--- Supplied text ---

When mobile first came along, you had to have a SIM card, you had to pay for a SIM card and you had to pay for every single piece of data that went through it, but now operators are offering devices for life. If you look at the Kindle, you’re not paying for the usage on that - there’s a limit to how much you’re going to download, as there’s a limit to what anyone’s going to read.

This is an interesting change for the mobile providers: there’s a move away from a pay-as-you-use basis to a let’s-look-at-that-and-make-an-assessment-then-charge-on-that basis. There are so many devices and objects nowadays which you wouldn’t realise contain a SIM card.

Can you tell us more about your training programme and why you think it’s important to encourage young people through their learning and development?

 For us it’s a way of getting bright, capable people working for SQS. They don’t have to be graduates, but typically today they are. We ordinarily, but not always, take people with computer science degrees, so we’re looking for those with a technical bias and also those with a business bias because we run the concept of innovation groups amongst our consultants. Those innovation groups are all about getting people together who have a special interest and some of those may be business-related.

---

• _Written exercise a_: Sum up the text in two sentences.
The text and the records come from unrelated sources.

--- Information supplied ---

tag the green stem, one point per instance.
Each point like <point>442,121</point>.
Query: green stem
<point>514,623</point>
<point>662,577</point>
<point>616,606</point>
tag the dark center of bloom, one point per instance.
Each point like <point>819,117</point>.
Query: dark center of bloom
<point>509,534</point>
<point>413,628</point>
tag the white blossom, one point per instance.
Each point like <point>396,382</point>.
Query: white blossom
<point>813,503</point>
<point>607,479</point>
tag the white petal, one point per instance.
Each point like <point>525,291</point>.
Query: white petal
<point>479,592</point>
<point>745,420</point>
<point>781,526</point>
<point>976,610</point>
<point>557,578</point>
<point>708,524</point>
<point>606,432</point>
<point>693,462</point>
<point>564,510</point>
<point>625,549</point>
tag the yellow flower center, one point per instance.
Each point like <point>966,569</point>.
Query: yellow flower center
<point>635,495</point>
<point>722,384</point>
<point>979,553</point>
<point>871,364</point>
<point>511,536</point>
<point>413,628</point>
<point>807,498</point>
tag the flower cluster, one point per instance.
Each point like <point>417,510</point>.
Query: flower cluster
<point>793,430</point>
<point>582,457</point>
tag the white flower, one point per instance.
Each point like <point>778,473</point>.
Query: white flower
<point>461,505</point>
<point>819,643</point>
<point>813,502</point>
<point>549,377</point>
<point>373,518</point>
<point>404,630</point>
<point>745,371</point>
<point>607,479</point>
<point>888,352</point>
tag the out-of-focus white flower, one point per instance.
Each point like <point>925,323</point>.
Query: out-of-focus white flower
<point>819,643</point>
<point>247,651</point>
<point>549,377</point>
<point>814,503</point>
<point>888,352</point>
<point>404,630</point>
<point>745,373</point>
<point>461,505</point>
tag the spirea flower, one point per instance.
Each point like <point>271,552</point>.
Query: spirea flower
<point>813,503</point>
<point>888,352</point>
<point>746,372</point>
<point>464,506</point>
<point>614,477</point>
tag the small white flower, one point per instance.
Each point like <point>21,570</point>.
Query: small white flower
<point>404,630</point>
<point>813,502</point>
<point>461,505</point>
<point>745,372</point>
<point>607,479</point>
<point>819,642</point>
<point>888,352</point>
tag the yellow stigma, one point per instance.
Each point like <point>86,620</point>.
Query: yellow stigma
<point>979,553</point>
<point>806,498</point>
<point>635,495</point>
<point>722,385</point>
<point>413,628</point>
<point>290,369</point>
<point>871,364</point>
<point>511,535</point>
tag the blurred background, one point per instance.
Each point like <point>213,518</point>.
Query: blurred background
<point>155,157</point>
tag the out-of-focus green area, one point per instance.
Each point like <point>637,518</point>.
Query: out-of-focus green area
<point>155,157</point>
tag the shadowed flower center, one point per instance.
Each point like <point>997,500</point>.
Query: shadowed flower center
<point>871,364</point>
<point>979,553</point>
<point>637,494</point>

---

• _Written exercise b_: Copy the records word for word, everything from the start of the records down to the line that contains "<point>616,606</point>", including that line.

• _Final result a_: Mobile operators are moving away from charging for every piece of data and toward offering devices for life, with charges based on an assessment of use, as with the Kindle, and many objects now contain a SIM card without people realizing it. SQS uses its training program to bring in bright, capable people, usually but not always graduates with computer science degrees, looking for those with a technical or business bias because it runs innovation groups among its consultants.

• _Final result b_:
tag the green stem, one point per instance.
Each point like <point>442,121</point>.
Query: green stem
<point>514,623</point>
<point>662,577</point>
<point>616,606</point>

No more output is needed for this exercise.